● Records from a data source:
· · ·

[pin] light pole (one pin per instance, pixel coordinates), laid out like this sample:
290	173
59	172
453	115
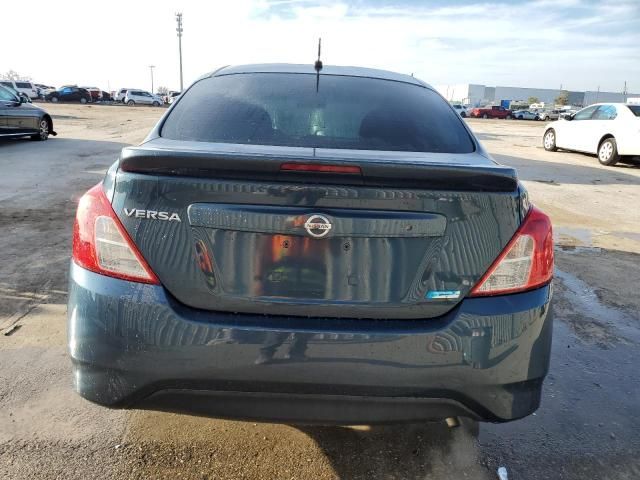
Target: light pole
179	30
151	67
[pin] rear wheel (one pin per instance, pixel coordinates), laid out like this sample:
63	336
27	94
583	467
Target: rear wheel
608	152
549	140
43	131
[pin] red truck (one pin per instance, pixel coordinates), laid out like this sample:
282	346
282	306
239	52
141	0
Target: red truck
494	111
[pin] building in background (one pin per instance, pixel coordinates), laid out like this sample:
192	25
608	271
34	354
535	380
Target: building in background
477	95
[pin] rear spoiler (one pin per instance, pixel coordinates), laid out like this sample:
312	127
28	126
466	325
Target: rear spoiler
377	170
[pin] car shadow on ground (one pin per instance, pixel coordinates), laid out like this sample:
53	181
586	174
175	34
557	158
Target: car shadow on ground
418	451
558	173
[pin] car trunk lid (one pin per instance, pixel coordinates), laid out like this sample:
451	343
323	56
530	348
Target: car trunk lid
407	237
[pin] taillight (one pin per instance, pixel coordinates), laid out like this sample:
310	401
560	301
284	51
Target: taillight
102	245
525	263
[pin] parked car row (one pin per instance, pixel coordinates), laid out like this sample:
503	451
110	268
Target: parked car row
20	118
608	130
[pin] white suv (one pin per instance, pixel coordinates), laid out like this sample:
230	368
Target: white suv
120	94
23	86
134	97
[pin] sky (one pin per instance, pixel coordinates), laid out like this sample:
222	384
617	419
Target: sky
579	44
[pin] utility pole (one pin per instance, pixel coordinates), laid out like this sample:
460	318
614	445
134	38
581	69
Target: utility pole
151	67
179	30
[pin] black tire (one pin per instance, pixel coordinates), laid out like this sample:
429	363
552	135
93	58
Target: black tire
608	152
549	140
43	131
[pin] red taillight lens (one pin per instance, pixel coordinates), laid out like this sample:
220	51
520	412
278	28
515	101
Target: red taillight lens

· · ·

Give every line of the records above as a JSON list of strings, one string per line, with blank lines omitted. Leave the pictures out of the list.

● WRITTEN RESPONSE:
[
  "[pin] light pole (one pin per instance, pixel coordinates), laid out like this sample:",
  "290\t173",
  "59\t172",
  "453\t115",
  "Target: light pole",
  "179\t30",
  "151\t67",
  "[pin] rear wheel (one pin per instance, pixel coordinates), laid out like this sample:",
  "63\t336",
  "27\t94",
  "583\t467",
  "Target: rear wheel",
  "608\t152",
  "549\t140",
  "43\t131",
  "[pin] red truck (one pin per instance, pixel coordinates), laid out like this sample:",
  "282\t346",
  "282\t306",
  "239\t52",
  "141\t0",
  "Target: red truck",
  "494\t111",
  "[pin] building in background (one pin per instance, pixel coordinates), laid out like this sample:",
  "192\t25",
  "608\t271",
  "34\t354",
  "535\t380",
  "Target: building in background",
  "477\t95",
  "[pin] rear spoiler (one pin per instance, pixel coordinates), laid out like this sample:",
  "312\t127",
  "28\t126",
  "466\t325",
  "Target: rear spoiler",
  "377\t170",
  "[pin] car shadow on ground (one pin per instance, pixel coordinates), laid out like this sample:",
  "53\t181",
  "586\t174",
  "175\t34",
  "557\t158",
  "Target: car shadow on ground",
  "418\t451",
  "558\t173",
  "[pin] car trunk lid (one pin per instance, pixel coordinates), laid out like this sample:",
  "451\t343",
  "323\t56",
  "530\t348",
  "Target: car trunk lid",
  "407\t237",
  "[pin] taillight (one pin per instance, pixel coordinates), laid out like this sample:",
  "310\t401",
  "560\t301",
  "284\t51",
  "Target: taillight",
  "102\t245",
  "525\t263",
  "[pin] parked car row (one pin per instance, pixel coordinates), laid out like this sample:",
  "503\t451",
  "110\t268",
  "Target: parked car row",
  "20\t118",
  "608\t130",
  "[pin] white suv (one pin per instance, pixel coordinates), laid out like this sample:",
  "230\t368",
  "Target: white suv",
  "120\t94",
  "23\t86",
  "134\t97",
  "[pin] sky (one pin per instance, pixel coordinates), laid out like this sample:",
  "222\t384",
  "617\t419",
  "Target: sky",
  "579\t44",
  "[pin] utility pole (one pin per instance, pixel coordinates), laid out like this sample:",
  "460\t318",
  "614\t445",
  "134\t38",
  "581\t69",
  "Target: utility pole",
  "151\t67",
  "179\t30",
  "[pin] black tire (one pin per instance, pixel coordinates), laid out like this sample:",
  "429\t363",
  "552\t135",
  "93\t58",
  "Target: black tire",
  "608\t152",
  "549\t140",
  "43\t131",
  "[pin] red taillight lens (one pin per instance, pixel coordinates), laid out like this sample:",
  "220\t51",
  "520\t412",
  "278\t28",
  "515\t101",
  "Target: red taillight lens"
]